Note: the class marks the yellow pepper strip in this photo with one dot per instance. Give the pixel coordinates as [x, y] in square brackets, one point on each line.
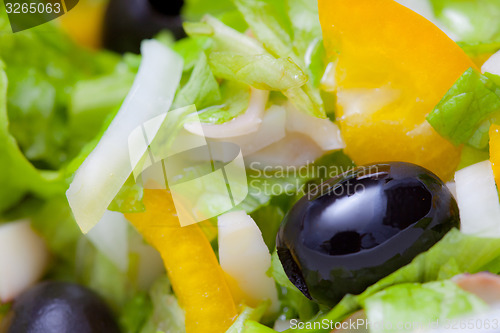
[196, 276]
[495, 151]
[392, 68]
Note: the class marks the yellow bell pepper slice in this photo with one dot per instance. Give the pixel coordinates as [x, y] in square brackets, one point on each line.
[84, 23]
[197, 278]
[392, 67]
[495, 151]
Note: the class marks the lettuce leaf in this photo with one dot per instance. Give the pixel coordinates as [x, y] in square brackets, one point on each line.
[419, 305]
[455, 254]
[167, 316]
[202, 89]
[248, 314]
[42, 66]
[293, 301]
[259, 71]
[18, 176]
[465, 113]
[235, 99]
[270, 22]
[470, 20]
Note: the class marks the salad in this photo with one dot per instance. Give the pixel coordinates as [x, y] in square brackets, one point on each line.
[252, 166]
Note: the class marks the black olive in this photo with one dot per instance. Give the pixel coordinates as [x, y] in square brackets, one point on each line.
[60, 307]
[128, 22]
[359, 227]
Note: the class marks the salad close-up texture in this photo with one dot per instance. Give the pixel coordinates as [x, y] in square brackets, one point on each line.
[250, 166]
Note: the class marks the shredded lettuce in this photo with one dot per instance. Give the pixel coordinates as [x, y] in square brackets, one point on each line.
[272, 25]
[235, 99]
[18, 176]
[202, 88]
[465, 113]
[470, 20]
[272, 65]
[413, 305]
[248, 314]
[135, 313]
[260, 71]
[455, 254]
[167, 316]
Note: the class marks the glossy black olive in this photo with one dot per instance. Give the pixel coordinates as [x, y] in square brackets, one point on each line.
[128, 22]
[60, 307]
[359, 227]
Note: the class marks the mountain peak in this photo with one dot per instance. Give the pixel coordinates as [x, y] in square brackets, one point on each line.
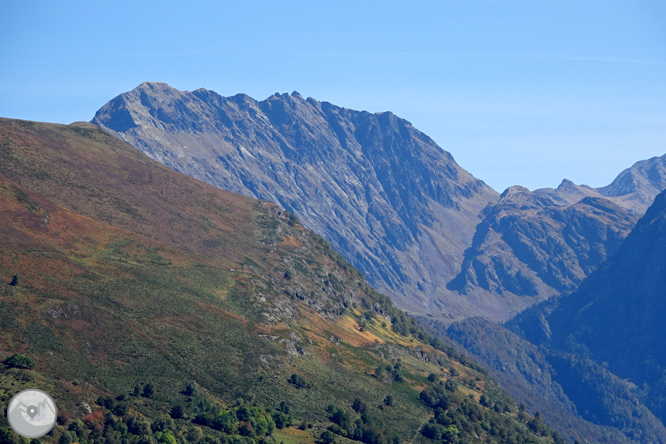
[381, 191]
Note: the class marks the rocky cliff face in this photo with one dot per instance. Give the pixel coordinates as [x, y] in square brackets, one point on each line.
[534, 245]
[528, 245]
[386, 196]
[616, 315]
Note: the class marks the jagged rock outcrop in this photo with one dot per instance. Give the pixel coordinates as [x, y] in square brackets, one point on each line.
[534, 245]
[528, 245]
[387, 197]
[616, 315]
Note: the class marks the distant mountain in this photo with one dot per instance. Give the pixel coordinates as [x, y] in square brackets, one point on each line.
[531, 246]
[616, 315]
[421, 228]
[535, 245]
[636, 187]
[581, 398]
[158, 308]
[387, 197]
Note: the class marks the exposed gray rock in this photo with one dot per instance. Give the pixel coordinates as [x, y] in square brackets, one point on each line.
[395, 205]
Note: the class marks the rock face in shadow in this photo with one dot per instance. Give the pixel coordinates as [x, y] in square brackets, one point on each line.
[528, 245]
[615, 318]
[387, 197]
[534, 245]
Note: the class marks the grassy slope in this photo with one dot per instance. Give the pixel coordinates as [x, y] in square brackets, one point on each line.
[131, 273]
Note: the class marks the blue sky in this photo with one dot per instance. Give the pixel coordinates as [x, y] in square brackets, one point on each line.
[520, 92]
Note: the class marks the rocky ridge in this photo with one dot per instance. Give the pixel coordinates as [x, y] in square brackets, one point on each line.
[386, 196]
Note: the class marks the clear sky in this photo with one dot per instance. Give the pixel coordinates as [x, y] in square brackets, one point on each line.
[520, 92]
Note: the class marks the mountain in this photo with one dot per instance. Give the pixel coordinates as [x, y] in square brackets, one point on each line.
[615, 316]
[154, 307]
[389, 199]
[535, 245]
[530, 247]
[581, 398]
[637, 186]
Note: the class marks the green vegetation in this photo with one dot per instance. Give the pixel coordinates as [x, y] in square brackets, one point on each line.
[145, 331]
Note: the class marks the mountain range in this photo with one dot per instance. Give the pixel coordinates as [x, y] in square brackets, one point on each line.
[386, 196]
[140, 276]
[423, 230]
[157, 308]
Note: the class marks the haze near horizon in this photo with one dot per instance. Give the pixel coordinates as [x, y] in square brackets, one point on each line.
[518, 92]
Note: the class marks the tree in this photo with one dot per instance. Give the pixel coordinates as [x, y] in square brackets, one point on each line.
[190, 388]
[18, 360]
[177, 412]
[328, 437]
[359, 406]
[148, 390]
[298, 381]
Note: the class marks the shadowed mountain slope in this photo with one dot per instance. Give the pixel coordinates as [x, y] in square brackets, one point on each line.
[529, 248]
[387, 197]
[157, 308]
[534, 245]
[616, 315]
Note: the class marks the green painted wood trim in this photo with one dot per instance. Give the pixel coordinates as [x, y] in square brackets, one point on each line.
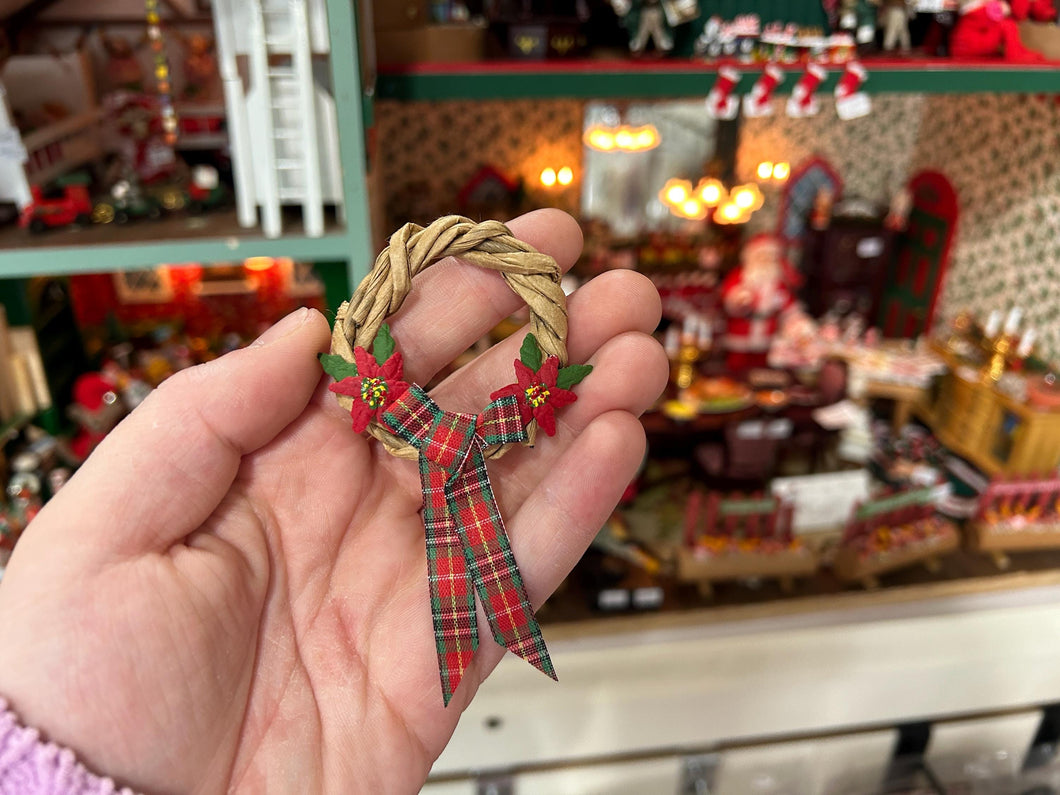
[350, 112]
[498, 82]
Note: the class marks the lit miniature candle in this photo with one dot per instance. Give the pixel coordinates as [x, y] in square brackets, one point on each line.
[705, 335]
[1026, 343]
[672, 342]
[1012, 321]
[993, 324]
[688, 331]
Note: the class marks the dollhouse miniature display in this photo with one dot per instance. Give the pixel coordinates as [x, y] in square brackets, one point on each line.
[756, 298]
[740, 539]
[890, 533]
[655, 21]
[1017, 515]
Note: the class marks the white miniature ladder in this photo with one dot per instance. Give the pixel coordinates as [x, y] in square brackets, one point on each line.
[289, 133]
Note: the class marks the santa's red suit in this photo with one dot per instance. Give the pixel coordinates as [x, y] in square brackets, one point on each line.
[755, 300]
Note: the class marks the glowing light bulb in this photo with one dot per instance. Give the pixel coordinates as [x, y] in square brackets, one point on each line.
[692, 208]
[675, 191]
[600, 139]
[711, 192]
[259, 263]
[743, 198]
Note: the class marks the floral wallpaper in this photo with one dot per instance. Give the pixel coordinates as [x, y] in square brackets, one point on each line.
[1001, 152]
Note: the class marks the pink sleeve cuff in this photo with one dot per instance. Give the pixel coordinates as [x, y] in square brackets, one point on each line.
[31, 766]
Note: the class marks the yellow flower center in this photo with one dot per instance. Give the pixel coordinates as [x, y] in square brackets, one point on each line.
[537, 395]
[373, 391]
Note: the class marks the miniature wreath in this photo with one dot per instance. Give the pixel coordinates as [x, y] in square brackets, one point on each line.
[467, 547]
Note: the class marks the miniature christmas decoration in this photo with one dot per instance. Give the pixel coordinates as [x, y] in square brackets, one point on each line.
[126, 202]
[655, 20]
[756, 297]
[721, 102]
[1017, 514]
[452, 448]
[740, 539]
[895, 17]
[759, 102]
[59, 208]
[851, 102]
[987, 28]
[804, 100]
[894, 532]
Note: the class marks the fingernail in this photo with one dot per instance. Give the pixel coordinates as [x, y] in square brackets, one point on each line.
[281, 330]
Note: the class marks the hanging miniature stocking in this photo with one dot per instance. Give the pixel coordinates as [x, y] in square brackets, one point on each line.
[721, 102]
[759, 102]
[851, 102]
[467, 549]
[804, 101]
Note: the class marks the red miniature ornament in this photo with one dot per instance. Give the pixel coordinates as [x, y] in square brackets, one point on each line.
[373, 389]
[469, 553]
[537, 393]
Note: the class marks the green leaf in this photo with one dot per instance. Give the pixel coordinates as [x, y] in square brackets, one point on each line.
[337, 367]
[384, 345]
[530, 353]
[570, 375]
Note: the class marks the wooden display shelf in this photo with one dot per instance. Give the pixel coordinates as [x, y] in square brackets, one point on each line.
[851, 566]
[211, 237]
[784, 565]
[670, 78]
[973, 419]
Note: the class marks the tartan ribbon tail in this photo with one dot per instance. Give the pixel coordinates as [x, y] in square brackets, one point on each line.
[493, 568]
[467, 549]
[449, 583]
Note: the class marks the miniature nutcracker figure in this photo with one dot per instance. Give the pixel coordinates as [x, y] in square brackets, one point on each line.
[651, 25]
[895, 17]
[756, 297]
[656, 20]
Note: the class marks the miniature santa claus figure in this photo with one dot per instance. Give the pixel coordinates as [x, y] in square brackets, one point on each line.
[756, 297]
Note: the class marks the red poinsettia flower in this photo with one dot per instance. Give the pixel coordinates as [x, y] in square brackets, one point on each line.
[373, 388]
[537, 394]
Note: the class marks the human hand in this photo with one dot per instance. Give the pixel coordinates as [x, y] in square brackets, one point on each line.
[231, 594]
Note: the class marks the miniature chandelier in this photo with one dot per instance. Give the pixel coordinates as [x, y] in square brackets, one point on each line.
[624, 138]
[734, 206]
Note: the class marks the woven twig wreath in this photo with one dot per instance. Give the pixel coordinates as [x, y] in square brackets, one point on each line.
[532, 276]
[467, 548]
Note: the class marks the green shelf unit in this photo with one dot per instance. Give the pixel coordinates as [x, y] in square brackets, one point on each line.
[676, 78]
[216, 237]
[72, 257]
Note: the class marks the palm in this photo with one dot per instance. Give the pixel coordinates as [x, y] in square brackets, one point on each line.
[272, 625]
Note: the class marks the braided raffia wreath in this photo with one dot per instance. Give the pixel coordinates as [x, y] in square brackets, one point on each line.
[467, 548]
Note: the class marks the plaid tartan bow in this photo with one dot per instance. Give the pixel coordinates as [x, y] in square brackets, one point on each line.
[467, 548]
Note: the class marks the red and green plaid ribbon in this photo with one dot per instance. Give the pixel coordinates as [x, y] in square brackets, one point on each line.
[467, 548]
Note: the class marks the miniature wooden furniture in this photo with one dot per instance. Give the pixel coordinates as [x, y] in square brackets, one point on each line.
[893, 532]
[741, 539]
[995, 433]
[1017, 515]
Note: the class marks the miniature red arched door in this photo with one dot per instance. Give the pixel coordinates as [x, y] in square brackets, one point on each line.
[911, 292]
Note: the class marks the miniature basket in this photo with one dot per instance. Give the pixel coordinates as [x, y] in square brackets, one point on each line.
[532, 276]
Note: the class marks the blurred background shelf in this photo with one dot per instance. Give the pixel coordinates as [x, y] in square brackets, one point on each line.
[674, 77]
[208, 239]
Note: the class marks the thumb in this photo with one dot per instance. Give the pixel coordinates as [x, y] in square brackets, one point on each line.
[161, 473]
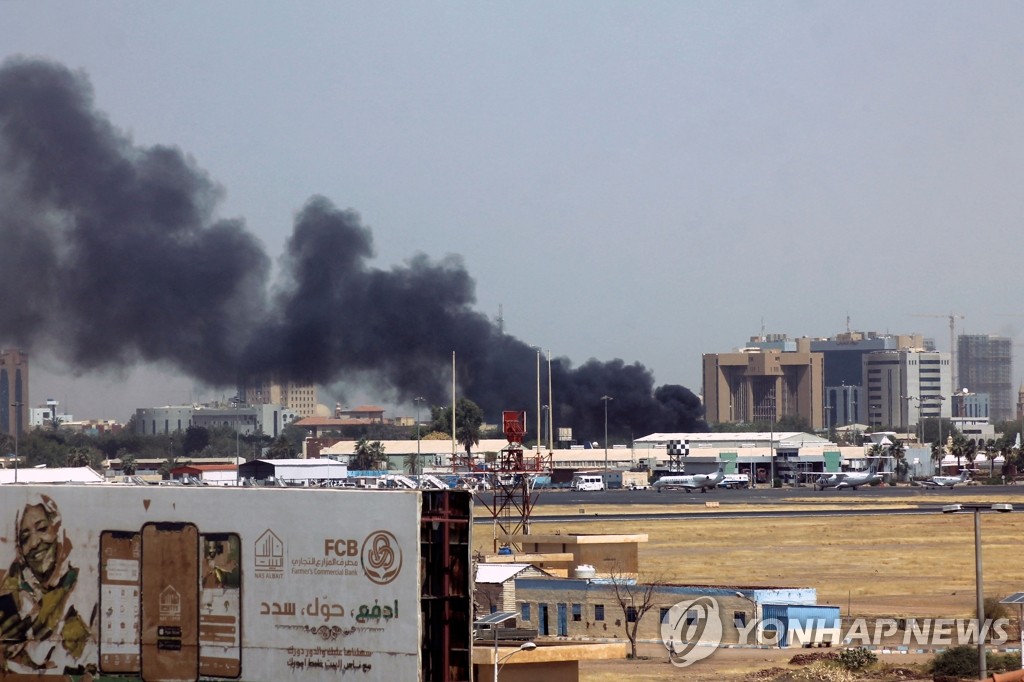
• • • • • • •
Co zrobić |
We fragmencie od wiersza zawierającego „Note: the class marks the blurred” do końca listy zmień „thumb” na „finger”, a resztę zostaw bez zmian. Podaj cały ten fragment bez obrazów.

Odpowiedź pisemna |
Note: the class marks the blurred background shelf in this photo with one dot per instance. Give the pixel coordinates as [x, y] in square brackets, one point on each line.
[674, 77]
[208, 239]
Note: the class marks the finger in this photo with one dot per instance. Give the pixel coordinates as [x, y] in square brackets, one point on each line.
[161, 473]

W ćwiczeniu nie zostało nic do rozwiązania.